EXERCISE REQUIREMENTS ->
The entries below must be restated word for word.

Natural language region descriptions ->
[Start of section]

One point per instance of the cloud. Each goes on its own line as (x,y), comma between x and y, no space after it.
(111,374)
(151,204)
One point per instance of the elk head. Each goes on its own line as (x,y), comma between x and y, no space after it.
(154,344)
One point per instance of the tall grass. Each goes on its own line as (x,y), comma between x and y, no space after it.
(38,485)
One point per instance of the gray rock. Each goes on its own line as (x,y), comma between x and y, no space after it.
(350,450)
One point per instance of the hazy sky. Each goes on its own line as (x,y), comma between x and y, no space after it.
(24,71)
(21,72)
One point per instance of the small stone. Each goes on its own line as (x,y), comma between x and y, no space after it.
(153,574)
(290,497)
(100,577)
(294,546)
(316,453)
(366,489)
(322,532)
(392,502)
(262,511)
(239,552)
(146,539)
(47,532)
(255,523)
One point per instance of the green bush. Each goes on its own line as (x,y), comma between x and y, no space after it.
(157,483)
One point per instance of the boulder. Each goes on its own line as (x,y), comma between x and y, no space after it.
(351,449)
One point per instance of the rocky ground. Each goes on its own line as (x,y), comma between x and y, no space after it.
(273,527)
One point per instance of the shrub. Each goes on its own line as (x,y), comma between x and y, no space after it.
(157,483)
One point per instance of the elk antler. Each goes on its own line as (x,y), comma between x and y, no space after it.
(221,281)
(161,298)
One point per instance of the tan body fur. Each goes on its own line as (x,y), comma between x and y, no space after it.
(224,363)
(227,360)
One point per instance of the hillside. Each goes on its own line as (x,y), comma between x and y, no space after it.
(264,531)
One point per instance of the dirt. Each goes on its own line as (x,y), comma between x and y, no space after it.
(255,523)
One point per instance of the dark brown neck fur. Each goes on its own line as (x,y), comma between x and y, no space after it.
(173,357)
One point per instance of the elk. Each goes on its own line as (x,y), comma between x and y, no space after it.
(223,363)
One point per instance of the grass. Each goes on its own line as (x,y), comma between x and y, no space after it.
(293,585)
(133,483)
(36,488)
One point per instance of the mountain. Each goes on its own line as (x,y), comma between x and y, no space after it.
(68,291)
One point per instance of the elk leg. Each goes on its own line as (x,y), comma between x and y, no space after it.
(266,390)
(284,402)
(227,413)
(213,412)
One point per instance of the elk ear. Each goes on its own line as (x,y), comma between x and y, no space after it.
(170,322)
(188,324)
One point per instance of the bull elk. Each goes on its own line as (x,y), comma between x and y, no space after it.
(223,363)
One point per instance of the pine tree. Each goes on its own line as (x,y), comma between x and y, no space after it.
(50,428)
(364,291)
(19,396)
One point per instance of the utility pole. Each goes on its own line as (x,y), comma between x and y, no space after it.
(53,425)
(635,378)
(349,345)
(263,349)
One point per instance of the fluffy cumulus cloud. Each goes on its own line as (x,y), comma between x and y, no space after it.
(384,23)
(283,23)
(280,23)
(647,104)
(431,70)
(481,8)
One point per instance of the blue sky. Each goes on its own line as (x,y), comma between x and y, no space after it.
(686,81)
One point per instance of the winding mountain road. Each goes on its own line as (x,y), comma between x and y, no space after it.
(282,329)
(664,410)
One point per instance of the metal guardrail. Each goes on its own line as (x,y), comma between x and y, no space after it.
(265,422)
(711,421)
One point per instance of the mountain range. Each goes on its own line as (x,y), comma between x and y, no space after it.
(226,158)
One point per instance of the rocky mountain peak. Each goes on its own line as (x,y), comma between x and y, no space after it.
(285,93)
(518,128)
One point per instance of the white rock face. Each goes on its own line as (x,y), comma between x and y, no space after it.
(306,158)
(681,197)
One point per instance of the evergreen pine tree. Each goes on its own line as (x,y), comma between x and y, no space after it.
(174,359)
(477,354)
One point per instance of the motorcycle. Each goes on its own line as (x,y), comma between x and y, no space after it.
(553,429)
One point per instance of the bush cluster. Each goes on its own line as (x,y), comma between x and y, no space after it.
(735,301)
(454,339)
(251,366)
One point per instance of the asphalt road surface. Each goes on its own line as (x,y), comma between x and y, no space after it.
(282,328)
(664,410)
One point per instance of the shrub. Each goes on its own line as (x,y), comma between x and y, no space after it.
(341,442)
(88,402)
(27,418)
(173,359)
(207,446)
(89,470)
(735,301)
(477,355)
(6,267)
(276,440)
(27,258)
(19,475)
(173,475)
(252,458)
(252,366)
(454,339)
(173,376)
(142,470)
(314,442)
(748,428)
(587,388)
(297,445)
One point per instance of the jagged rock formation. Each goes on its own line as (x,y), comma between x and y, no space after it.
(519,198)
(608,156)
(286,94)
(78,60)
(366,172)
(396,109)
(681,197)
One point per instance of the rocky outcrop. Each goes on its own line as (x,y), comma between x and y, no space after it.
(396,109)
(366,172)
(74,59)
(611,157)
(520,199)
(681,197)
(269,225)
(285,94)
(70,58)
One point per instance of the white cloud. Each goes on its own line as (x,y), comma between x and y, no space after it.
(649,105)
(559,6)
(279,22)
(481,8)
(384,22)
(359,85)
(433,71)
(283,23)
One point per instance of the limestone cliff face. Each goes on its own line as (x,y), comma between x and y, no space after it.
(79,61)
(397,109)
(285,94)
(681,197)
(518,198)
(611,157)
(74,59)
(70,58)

[End of section]

THE ANSWER ->
One point per instance of the cloud. Each goes on its own line as (x,y), comma between x and y, no space after it.
(111,374)
(151,204)
One point per instance of the elk head. Each goes on its own line as (x,y), comma between x and y, no space after it.
(154,344)
One point per instance of the tall grass. Each goes on its own line as (x,y), comma between x and y, no space after it.
(38,485)
One point per instance of the gray rock. Each goes on its own line as (x,y), comma between x and y, no space after it.
(350,450)
One point per instance of the hazy sky. Each goes on its own line as (x,y), comma between x and y, no space after it.
(24,71)
(21,72)
One point per instance of the small stone. Each goes on its own line as (x,y), comma between x and y, no space after it.
(153,574)
(290,497)
(100,577)
(294,546)
(316,453)
(366,489)
(322,532)
(392,502)
(262,511)
(239,552)
(146,539)
(47,532)
(255,523)
One point per instance of the green bush. Each goes on its own line as (x,y), comma between x and y, no space after it.
(157,483)
One point per instance of the boulder. Each goes on its own line as (x,y), comma between x and y, no space after it.
(351,449)
One point per instance of the rocky ground. Each goes on its own line as (x,y), comma between x and y, no space after it.
(273,527)
One point per instance of the shrub. Each goes on its own line as (x,y), comma between x and y, no space after it.
(157,483)
One point per instance of the elk antler. Each goes on its own line as (x,y), comma between x and y, no space after it.
(221,281)
(161,298)
One point per instance of the tan body fur. Each goes on its own line as (x,y), comma between x and y, no space after it.
(224,363)
(227,360)
One point per instance of the hillside. Each goes on its own line as (x,y), comma between x and y, no space after it.
(264,531)
One point per instance of the dirt. Each goes on its own line as (x,y), comma between x and y, no space after it.
(255,523)
One point per instance of the dark brown neck fur. Each goes on its own line as (x,y), comma between x and y, no space after it.
(173,357)
One point per instance of the elk. Each goes on its own line as (x,y), comma between x and y, no space after it.
(223,363)
One point per instance of the grass. Each goes on its own line as (x,y), comma between x and y, no space after it.
(293,585)
(133,483)
(36,488)
One point per instance of the mountain. Each goes on its own line as (x,y), comma between x and y, no space after it.
(68,291)
One point per instance of the elk leg. Each goes on its own line as (x,y), comma between x and y, no space after it.
(266,390)
(284,402)
(227,413)
(213,412)
One point per instance of the elk ear. Each goes on its own line as (x,y), comma between x and y, no space after it.
(170,322)
(188,324)
One point per instance of the bull elk. Each goes on its own line as (x,y), comma between x and y, no space after it.
(223,363)
One point per instance of the pine tree. Each goes on its own line as (x,y), comma between x and y, no space after it.
(50,428)
(364,291)
(19,396)
One point per instance of the utility pole. Each goes on its own line as (x,y), comma between x and y, no space after it.
(53,425)
(635,378)
(349,345)
(263,349)
One point per instance of the fluffy cumulus cloud. Each goes on its own line as (x,y), comma between x and y, no space after it.
(384,23)
(283,23)
(280,23)
(647,104)
(431,70)
(481,8)
One point per instance of the blue sky. Each goes on its own line as (x,y), comma between x and y, no space after it.
(686,81)
One point per instance of the winding mountain road. Each goes on its own line as (x,y), comma between x and y, no space after it.
(282,329)
(664,410)
One point per instance of the metal guardrail. Each goes on its own line as (x,y), comma between x and y, no space after it.
(265,422)
(711,421)
One point per instance of the mountain range. Each goes on its own line as (x,y), comma between x and y, no space after it.
(226,158)
One point per instance of the rocky mountain peak. Each goes on its own line as (x,y), comma between x and y, no space after it.
(285,93)
(518,128)
One point per instance of the white rock face. Each goes on its own line as (x,y), comma between x and y, no space after it.
(306,158)
(681,197)
One point per instance of the evergreen pine tree. Each goes on its own line as (x,y), comma between x and y, no space after it.
(174,359)
(477,354)
One point per instance of the motorcycle. Each goes on its own line as (x,y), comma between x and y, no space after it.
(553,429)
One point per instance of the bush cluster. Each goes on its own line as (x,y), comma between x and y, no space after it.
(735,301)
(454,339)
(251,366)
One point per instance of the asphalt road surface. Each goes on its own line as (x,y), comma between x and y, no space after it.
(282,328)
(664,410)
One point per instance of the shrub. Each goes on its own line as (x,y), comma between x and y, no space after it.
(341,442)
(88,402)
(27,418)
(173,359)
(207,446)
(89,470)
(735,301)
(477,355)
(6,267)
(276,440)
(27,258)
(19,475)
(173,475)
(252,458)
(252,366)
(454,339)
(173,376)
(142,470)
(314,442)
(748,428)
(587,388)
(297,445)
One point per instance of the jagged rock formation. Each goes on its own line as (x,y), comma between x and y, no space after it.
(519,198)
(608,156)
(286,94)
(78,60)
(366,172)
(396,109)
(681,197)
One point per instance of the rocky outcrop. Each goes on its own line as (x,y), comma between x and y, no space after it.
(396,109)
(366,172)
(74,59)
(611,157)
(520,199)
(681,197)
(269,225)
(285,94)
(70,58)
One point per instance of the white cloud. Each goes on its own line as (x,y), comma between x and y, no space after it.
(649,105)
(559,6)
(279,22)
(481,8)
(384,22)
(359,85)
(433,71)
(283,23)
One point per instance of the limestone cliff face. Each goes on its own line as (x,y), comma between x and y, no space after it.
(79,61)
(397,109)
(285,94)
(681,197)
(518,198)
(611,157)
(74,59)
(70,58)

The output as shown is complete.